» Available data:
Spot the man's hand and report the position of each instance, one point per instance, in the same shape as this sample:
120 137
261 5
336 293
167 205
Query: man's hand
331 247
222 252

» What you should do: Could you write out every entry above exactly as it appears?

» Exercise solution:
Spot the man's hand and report the position of each instance, one point per instance, in the same shape as this sample:
120 137
261 5
336 293
167 205
Query: man's hand
331 247
222 252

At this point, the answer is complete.